** Available records follows **

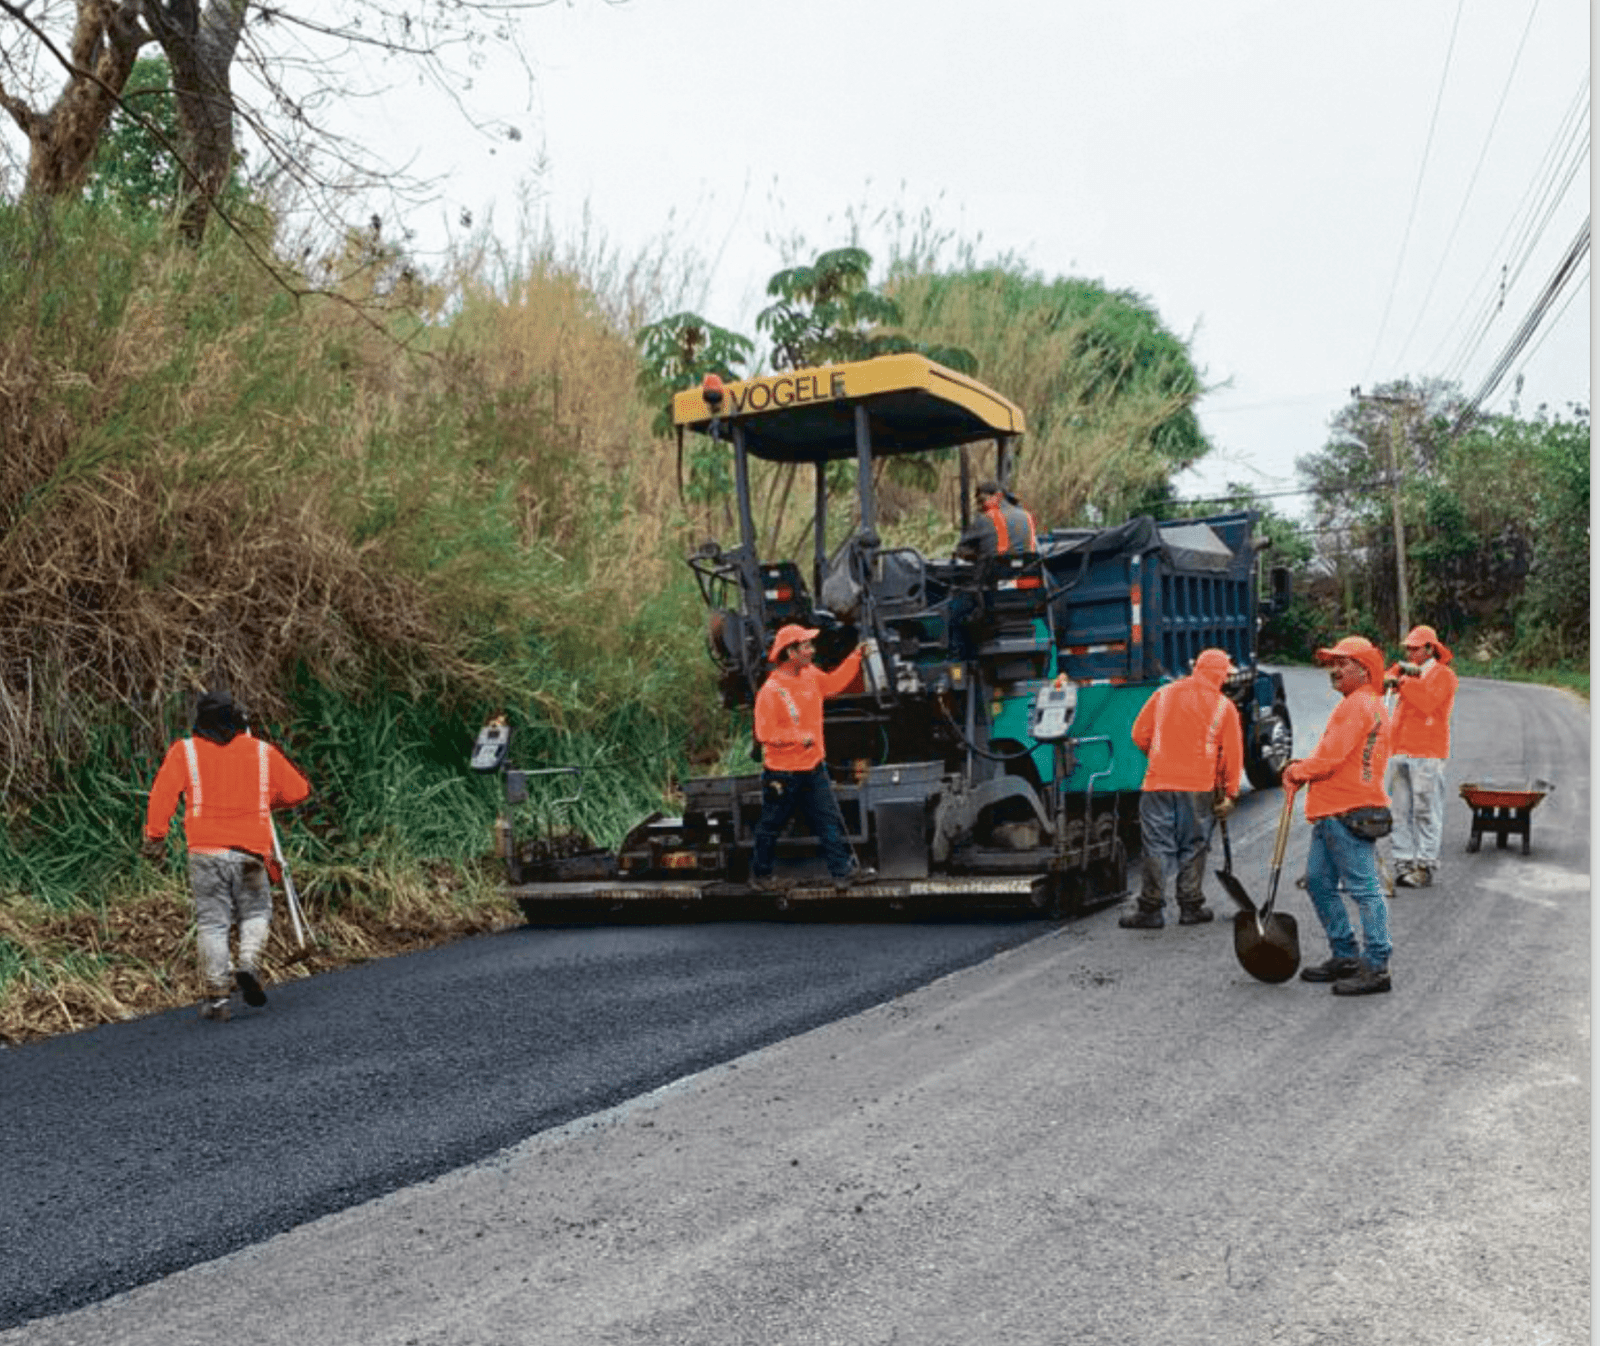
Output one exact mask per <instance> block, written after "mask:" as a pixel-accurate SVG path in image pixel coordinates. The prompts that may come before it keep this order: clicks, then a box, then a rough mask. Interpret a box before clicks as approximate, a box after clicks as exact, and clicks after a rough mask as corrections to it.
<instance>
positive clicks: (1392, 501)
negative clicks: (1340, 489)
mask: <svg viewBox="0 0 1600 1346" xmlns="http://www.w3.org/2000/svg"><path fill="white" fill-rule="evenodd" d="M1350 397H1354V399H1355V400H1357V402H1382V403H1384V405H1386V407H1389V487H1390V501H1392V506H1394V520H1395V583H1397V589H1398V594H1397V597H1398V600H1400V640H1402V643H1403V642H1405V637H1406V632H1408V631H1410V629H1411V591H1410V586H1408V584H1406V568H1405V517H1403V514H1402V511H1400V447H1398V445H1400V408H1402V407H1406V405H1408V402H1410V399H1405V397H1386V395H1382V394H1378V392H1371V394H1363V392H1362V389H1360V386H1357V387H1352V389H1350Z"/></svg>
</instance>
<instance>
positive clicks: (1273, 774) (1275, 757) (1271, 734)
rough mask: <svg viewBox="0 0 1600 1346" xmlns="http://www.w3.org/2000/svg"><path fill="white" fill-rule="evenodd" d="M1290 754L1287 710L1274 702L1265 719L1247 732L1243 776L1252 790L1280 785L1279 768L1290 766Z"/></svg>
mask: <svg viewBox="0 0 1600 1346" xmlns="http://www.w3.org/2000/svg"><path fill="white" fill-rule="evenodd" d="M1293 755H1294V727H1293V725H1291V723H1290V707H1288V704H1286V703H1283V701H1277V703H1274V706H1272V711H1270V712H1269V714H1267V715H1266V719H1262V720H1259V722H1258V723H1256V727H1254V728H1253V730H1251V741H1250V751H1248V752H1246V754H1245V775H1246V776H1250V783H1251V784H1253V786H1254V787H1256V789H1272V787H1274V786H1278V784H1282V783H1283V768H1285V767H1288V765H1290V759H1291V757H1293Z"/></svg>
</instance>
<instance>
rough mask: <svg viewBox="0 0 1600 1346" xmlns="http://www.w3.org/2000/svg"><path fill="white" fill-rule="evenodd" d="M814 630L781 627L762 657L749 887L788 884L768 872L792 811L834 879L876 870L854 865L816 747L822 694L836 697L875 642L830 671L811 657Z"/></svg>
mask: <svg viewBox="0 0 1600 1346" xmlns="http://www.w3.org/2000/svg"><path fill="white" fill-rule="evenodd" d="M816 635H818V632H816V629H814V627H810V626H795V624H790V626H784V627H782V629H779V632H778V635H776V637H774V639H773V648H771V650H770V651H768V656H766V658H768V663H771V664H773V666H774V667H773V671H771V672H770V674H768V675H766V682H763V683H762V690H760V691H758V693H757V695H755V741H757V743H760V744H762V818H760V821H758V823H757V824H755V853H754V856H752V858H750V887H752V888H755V890H757V891H763V893H773V891H781V890H782V888H786V887H787V883H786V882H784V880H782V879H781V877H778V875H776V874H774V872H773V864H774V863H776V856H778V834H779V832H782V829H784V826H786V824H787V823H789V819H790V818H792V816H794V815H795V811H798V813H800V815H802V816H803V818H805V819H806V823H808V824H810V827H811V831H813V832H814V834H816V839H818V842H819V843H821V847H822V859H824V861H827V872H829V874H832V875H834V883H835V885H837V887H842V888H848V887H851V885H854V883H867V882H870V880H872V879H875V877H877V874H875V872H874V871H870V869H864V867H861V866H858V864H856V856H854V851H853V850H851V848H850V842H848V840H846V837H845V819H843V818H842V816H840V813H838V800H837V799H835V797H834V783H832V781H830V779H829V776H827V765H826V762H824V752H822V701H824V699H827V698H829V696H837V695H838V693H840V691H843V690H845V688H846V687H850V683H851V682H854V679H856V672H858V669H859V667H861V658H862V655H864V653H869V651H872V650H874V648H875V643H874V642H872V640H870V639H869V640H862V642H861V643H859V645H856V648H854V650H851V651H850V653H848V655H846V656H845V659H843V663H840V666H838V667H837V669H834V671H832V672H822V671H821V669H818V667H816V666H814V664H813V663H811V661H813V658H814V656H816V647H814V643H813V642H814V640H816Z"/></svg>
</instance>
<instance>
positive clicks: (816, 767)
mask: <svg viewBox="0 0 1600 1346" xmlns="http://www.w3.org/2000/svg"><path fill="white" fill-rule="evenodd" d="M795 811H798V813H800V816H802V818H805V821H806V824H808V826H810V827H811V831H813V832H816V839H818V842H821V845H822V859H826V861H827V872H829V874H832V875H834V877H835V879H845V877H848V875H850V872H851V871H853V869H854V867H856V856H854V853H853V851H851V850H850V842H846V840H845V819H843V818H842V816H840V813H838V800H837V799H834V783H832V781H830V779H829V778H827V767H826V765H824V763H822V762H818V763H816V765H814V767H813V768H811V770H810V771H773V770H770V768H768V770H763V771H762V818H760V821H758V823H757V824H755V855H754V856H752V859H750V874H752V875H754V877H757V879H765V877H768V875H770V874H771V872H773V861H774V858H776V855H778V834H779V832H782V829H784V826H786V824H787V823H789V819H790V818H794V816H795Z"/></svg>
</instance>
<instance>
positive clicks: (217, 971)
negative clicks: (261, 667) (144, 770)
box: [142, 691, 310, 1023]
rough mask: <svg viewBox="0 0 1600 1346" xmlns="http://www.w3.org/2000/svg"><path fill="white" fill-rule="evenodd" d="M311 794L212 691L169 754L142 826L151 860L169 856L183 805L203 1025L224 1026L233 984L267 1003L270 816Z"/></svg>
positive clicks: (264, 745) (163, 760) (154, 783)
mask: <svg viewBox="0 0 1600 1346" xmlns="http://www.w3.org/2000/svg"><path fill="white" fill-rule="evenodd" d="M309 794H310V784H309V783H307V781H306V778H304V776H302V775H301V773H299V771H298V770H294V767H293V765H291V763H290V760H288V759H286V757H285V755H283V754H282V752H278V749H275V747H274V746H272V744H270V743H266V741H262V739H259V738H251V735H250V730H248V725H246V719H245V712H243V711H242V709H240V707H238V706H237V704H235V703H234V698H232V696H230V695H229V693H226V691H206V693H205V695H203V696H202V698H200V703H198V706H197V707H195V722H194V735H192V736H189V738H181V739H178V741H176V743H174V744H171V747H168V749H166V757H165V759H163V760H162V767H160V770H158V771H157V773H155V783H154V784H152V786H150V800H149V807H147V810H146V821H144V848H142V850H144V856H146V859H150V861H160V859H162V856H165V855H166V829H168V826H170V824H171V818H173V810H174V808H176V807H178V797H179V795H182V797H184V840H186V842H187V847H189V887H190V890H192V893H194V901H195V941H197V944H198V952H200V976H202V979H203V981H205V1000H203V1002H202V1005H200V1015H202V1016H203V1018H208V1020H218V1021H222V1023H226V1021H227V1018H229V999H230V995H232V991H234V984H235V983H237V984H238V989H240V991H242V992H243V997H245V1003H246V1005H264V1003H267V992H266V991H262V987H261V951H262V949H264V947H266V944H267V933H269V927H270V923H272V885H270V882H269V867H270V869H275V867H277V861H275V859H272V855H274V850H275V847H274V843H272V810H274V808H291V807H293V805H296V803H299V802H302V800H304V799H306V797H307V795H309ZM235 925H237V927H238V967H237V970H235V971H234V973H232V976H230V975H229V967H227V954H229V947H227V946H229V938H230V935H232V930H234V927H235Z"/></svg>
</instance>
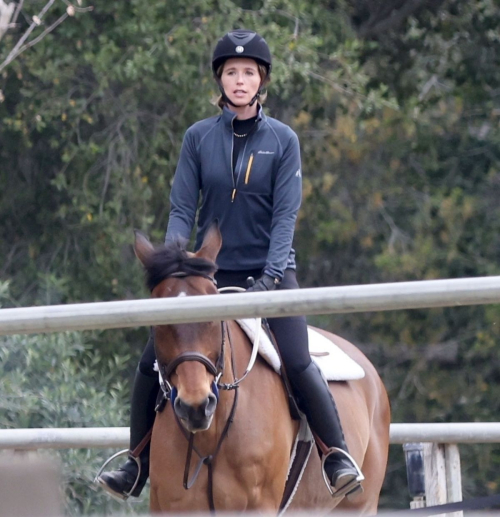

** End of Available records **

(Action item):
Set every record down verbatim. No pictures belong in the copy.

(Output):
Output one exact mask per <instance> block, written after "mask:" as a pixel-accurate SVG path in image pixel coordinates. The prompts that may come before it keep this order: clicks, then a box, then a rough mask. Interpret a box before clicks as approximate, a box after clicks as exact, and clicks after a rough mask as corrections to it.
<instance>
positive clicks: (1392, 501)
negative clicks: (1340, 489)
mask: <svg viewBox="0 0 1600 1346" xmlns="http://www.w3.org/2000/svg"><path fill="white" fill-rule="evenodd" d="M1350 397H1354V399H1355V400H1357V402H1382V403H1384V405H1386V407H1389V487H1390V501H1392V506H1394V520H1395V583H1397V589H1398V594H1397V597H1398V600H1400V640H1402V643H1403V642H1405V637H1406V632H1408V631H1410V629H1411V591H1410V586H1408V584H1406V568H1405V517H1403V514H1402V511H1400V447H1398V445H1400V408H1402V407H1406V405H1408V402H1410V399H1405V397H1386V395H1382V394H1378V392H1371V394H1363V392H1362V389H1360V386H1357V387H1352V389H1350Z"/></svg>
</instance>
<instance>
positive clicks: (1273, 774) (1275, 757) (1271, 734)
rough mask: <svg viewBox="0 0 1600 1346" xmlns="http://www.w3.org/2000/svg"><path fill="white" fill-rule="evenodd" d="M1290 754L1287 710L1274 702L1265 719L1247 732L1243 776L1252 790L1280 785L1279 768L1290 766Z"/></svg>
mask: <svg viewBox="0 0 1600 1346" xmlns="http://www.w3.org/2000/svg"><path fill="white" fill-rule="evenodd" d="M1293 755H1294V727H1293V725H1291V723H1290V707H1288V704H1286V703H1283V701H1277V703H1274V706H1272V711H1270V712H1269V714H1267V715H1266V719H1262V720H1259V722H1258V723H1256V727H1254V728H1253V730H1251V741H1250V751H1248V752H1246V754H1245V775H1246V776H1250V783H1251V784H1253V786H1254V787H1256V789H1272V787H1274V786H1278V784H1282V783H1283V768H1285V767H1288V765H1290V759H1291V757H1293Z"/></svg>
</instance>
<instance>
rough mask: <svg viewBox="0 0 1600 1346" xmlns="http://www.w3.org/2000/svg"><path fill="white" fill-rule="evenodd" d="M814 630L781 627L762 657L749 887L788 884L768 872L792 811L834 879L876 870L854 865L816 747L822 694L836 697L875 642L830 671L811 657Z"/></svg>
mask: <svg viewBox="0 0 1600 1346" xmlns="http://www.w3.org/2000/svg"><path fill="white" fill-rule="evenodd" d="M816 635H818V632H816V629H814V627H810V626H795V624H790V626H784V627H782V629H779V632H778V635H776V637H774V639H773V648H771V650H770V651H768V656H766V658H768V663H771V664H773V666H774V667H773V671H771V672H770V674H768V675H766V682H763V683H762V690H760V691H758V693H757V695H755V741H757V743H760V744H762V818H760V821H758V823H757V824H755V853H754V856H752V858H750V887H752V888H755V890H757V891H763V893H773V891H781V890H782V888H786V887H787V883H786V882H784V880H782V879H781V877H778V875H776V874H774V872H773V864H774V863H776V856H778V834H779V832H782V829H784V826H786V824H787V823H789V819H790V818H792V816H794V815H795V811H798V813H800V815H802V816H803V818H805V819H806V823H808V824H810V827H811V831H813V832H814V834H816V839H818V842H819V843H821V847H822V859H824V861H827V872H829V874H832V875H834V883H835V885H837V887H842V888H848V887H851V885H854V883H867V882H870V880H872V879H875V877H877V874H875V872H874V871H870V869H864V867H861V866H858V864H856V856H854V851H853V850H851V848H850V842H848V840H846V837H845V819H843V818H842V816H840V813H838V800H837V799H835V797H834V783H832V781H830V779H829V776H827V765H826V762H824V752H822V701H824V699H827V698H829V696H837V695H838V693H840V691H843V690H845V688H846V687H850V683H851V682H854V679H856V672H858V669H859V667H861V658H862V655H864V653H869V651H872V650H874V648H875V643H874V642H872V640H870V639H869V640H862V642H861V643H859V645H856V648H854V650H851V651H850V653H848V655H846V656H845V659H843V663H840V666H838V667H837V669H834V671H832V672H822V671H821V669H818V667H816V666H814V664H813V663H811V661H813V658H814V656H816V647H814V643H813V642H814V640H816Z"/></svg>
</instance>
<instance>
positive clicks: (816, 767)
mask: <svg viewBox="0 0 1600 1346" xmlns="http://www.w3.org/2000/svg"><path fill="white" fill-rule="evenodd" d="M795 811H798V813H800V816H802V818H805V821H806V824H808V826H810V827H811V831H813V832H816V839H818V842H821V845H822V859H826V861H827V872H829V874H832V875H834V877H835V879H845V877H848V875H850V872H851V871H853V869H854V867H856V856H854V853H853V851H851V850H850V842H846V840H845V819H843V818H842V816H840V813H838V800H837V799H834V783H832V781H830V779H829V778H827V767H826V765H824V763H822V762H818V763H816V765H814V767H813V768H811V770H810V771H773V770H770V768H768V770H763V771H762V818H760V821H758V823H757V824H755V855H754V856H752V859H750V874H752V875H754V877H757V879H765V877H768V875H770V874H771V872H773V861H774V858H776V855H778V834H779V832H782V829H784V826H786V824H787V823H789V819H790V818H794V816H795Z"/></svg>
</instance>
<instance>
positive clicks: (217, 971)
negative clicks: (261, 667) (144, 770)
box: [142, 691, 310, 1023]
rough mask: <svg viewBox="0 0 1600 1346" xmlns="http://www.w3.org/2000/svg"><path fill="white" fill-rule="evenodd" d="M311 794L212 691L169 754L142 826L151 860L169 856L183 805L203 1025L224 1026L233 984L267 1003L270 816Z"/></svg>
positive clicks: (264, 745) (163, 760) (154, 783)
mask: <svg viewBox="0 0 1600 1346" xmlns="http://www.w3.org/2000/svg"><path fill="white" fill-rule="evenodd" d="M309 794H310V784H309V783H307V781H306V778H304V776H302V775H301V773H299V771H298V770H294V767H293V765H291V763H290V760H288V759H286V757H285V755H283V754H282V752H278V749H275V747H274V746H272V744H270V743H266V741H262V739H259V738H251V735H250V730H248V725H246V719H245V712H243V711H242V709H240V707H238V706H237V704H235V703H234V698H232V696H230V695H229V693H226V691H206V693H205V695H203V696H202V698H200V703H198V706H197V707H195V722H194V735H192V736H189V738H181V739H178V741H176V743H174V744H171V747H168V749H166V757H165V759H163V760H162V767H160V770H158V771H157V773H155V783H154V784H152V786H150V800H149V807H147V810H146V821H144V848H142V850H144V856H146V859H150V861H160V859H162V856H165V855H166V829H168V826H170V824H171V818H173V810H174V808H176V807H178V797H179V795H182V797H184V840H186V842H187V847H189V887H190V890H192V893H194V901H195V941H197V944H198V952H200V976H202V979H203V981H205V1000H203V1002H202V1005H200V1015H202V1016H203V1018H208V1020H218V1021H222V1023H226V1021H227V1018H229V999H230V995H232V991H234V984H235V983H237V984H238V989H240V991H242V992H243V997H245V1003H246V1005H264V1003H267V992H266V991H262V987H261V951H262V949H264V947H266V944H267V933H269V927H270V923H272V885H270V882H269V867H270V869H275V867H277V861H275V859H272V855H274V850H275V847H274V843H272V810H274V808H291V807H293V805H296V803H299V802H302V800H304V799H306V797H307V795H309ZM235 925H237V927H238V967H237V970H235V971H234V973H232V976H230V975H229V967H227V954H229V947H227V946H229V938H230V935H232V930H234V927H235Z"/></svg>
</instance>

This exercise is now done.